| Required work |
1: In the kernel message about the detached-mount overflow, which error code does count_mounts() return when it blocks new mounts?
2: Decide whether each statement agrees with the kernel message about the detached-mount overflow: (a) The reproducer program runs in the host's mount namespace. (b) Detached mounts can later be attached to the filesystem via move_mount(). (c) propagate_one() propagates bind mounts into themselves. Answer yes or no for each and quote the words of the message that decide it.
3: Write the next part of the kernel message about the mount-count overflow caused by detached mounts, picking up after its final sentence.

| Text passage |
○ ○ ○
Hi Linus,

/* Summary */
Creating a series of detached mounts, attaching them to the filesystem,
and unmounting them can be used to trigger an integer overflow in
ns->mounts causing the kernel to block any new mounts in count_mounts()
and returning ENOSPC because it falsely assumes that the maximum number
of mounts in the mount namespace has been reached, i.e. it thinks it
can't fit the new mounts into the mount namespace anymore.

Without this fix heavy use of the new mount API with move_mount() will cause
the host to become unuseable and thus blocks some xfstest patches I want to
resend.

Depending on the number of mounts in your system, this can be reproduced
on any kernel that supportes open_tree() and move_mount() by compiling
and running the program in [1] (It'll take care to do this in another mount
namespace, not in the host's mount namespace so there shouldn't be any risk
in running it but if one did run it on the host it would require a reboot in
order to be able to mount again. The program in [1] is also part of the commit
message and has been sent for inclusion with xfstests. See
https://lore.kernel.org/fstests/20210309121041.753359-1-christian.brau...@ubuntu.com).

The root cause of this is that detached mounts aren't handled correctly
when source and target mount are identical and reside on a shared mount
causing a broken mount tree where the detached source itself is
propagated which propagation prevents for regular bind-mounts and new
mounts. This ultimately leads to a miscalculation of the number of mounts in
the mount namespace.

Detached mounts created via
open_tree(fd, path, OPEN_TREE_CLONE)
are essentially like an unattached bind-mount. They can then later on be
attached to the filesystem via move_mount() which calls into
attach_recursive_mount(). Part of attaching it to the filesystem is making sure
that mounts get correctly propagated in case the destination mountpoint is
MS_SHARED, i.e. is a shared mountpoint. This is done by calling into
propagate_mnt() which walks the list of peers calling propagate_one() on each
mount in this list making sure it receives the propagation event.
The propagate_one() function thereby skips both new mounts and bind
mounts to not propagate them "into themselves". Both are identified by
checking whether the mount is already attached to any mount namespace in
mnt->mnt_ns. The is what the IS_MNT_NEW() helper is responsible for.
○ ○ ○
| Data excerpt |
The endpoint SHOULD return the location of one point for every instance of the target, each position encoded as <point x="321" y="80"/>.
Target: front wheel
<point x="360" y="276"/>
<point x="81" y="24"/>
○ ○ ○
| Responses to the tasks |
1: ENOSPC

2:
(a) No: "It'll take care to do this in another mount namespace, not in the host's mount namespace"
(b) Yes: "They can then later on be attached to the filesystem via move_mount()"
(c) No: "skips both new mounts and bind mounts to not propagate them "into themselves""

3:
However, detached mounts have an anonymous mount namespace attached to
them stashed in mnt->mnt_ns which means that IS_MNT_NEW() doesn't
realize they need to be skipped causing the mount to propagate "into
itself" breaking the mount table and causing a disconnect between the
number of mounts recorded as being beneath or reachable from the target
mountpoint and the number of mounts actually recorded/counted in
ns->mounts ultimately causing an overflow which in turn prevents any new
mounts via the ENOSPC issue.

So teach propagation to handle detached mounts by making it aware of
them. I've been tracking this issue down for the last couple of days and
then verifying that the fix is correct by
unmounting everything in my current mount table leaving only /proc and
/sys mounted and running the reproducer above overnight verifying the
number of mounts counted in ns->mounts. With this fix the counts are
correct and the ENOSPC issue can't be reproduced.

This change will only have an effect on mounts created with the new mount API
since detached mounts cannot be created with the old mount API so regressions
are extremely unlikely.

Here's an illustration:

#### mount():
ubuntu@f1-vm:~$ sudo mount --bind /mnt/ /mnt/
ubuntu@f1-vm:~$ findmnt  | grep -i mnt
├─/mnt                                /dev/sda2[/mnt] ext4       rw,relatime

#### open_tree(OPEN_TREE_CLONE) + move_mount() with bug:
ubuntu@f1-vm:~$ sudo ./mount-new /mnt/ /mnt/
ubuntu@f1-vm:~$ findmnt  | grep -i mnt
├─/mnt                                /dev/sda2[/mnt] ext4       rw,relatime
│ └─/mnt                              /dev/sda2[/mnt] ext4       rw,relatime

#### open_tree(OPEN_TREE_CLONE) + move_mount() with the patch in this pr:
ubuntu@f1-vm:~$ sudo ./mount-new /mnt /mnt
ubuntu@f1-vm:~$ findmnt | grep -i mnt
└─/mnt                                /dev/sda2[/mnt] ext4       rw,relatime

/* Testing */
All patches have seen exposure in linux-next and are based on v5.12-rc2.

/* Conflicts */
At the time of creating this pr no merge conflicts were reported. A test merge
with today's master 2021-03-10 13:35:00 CET worked fine.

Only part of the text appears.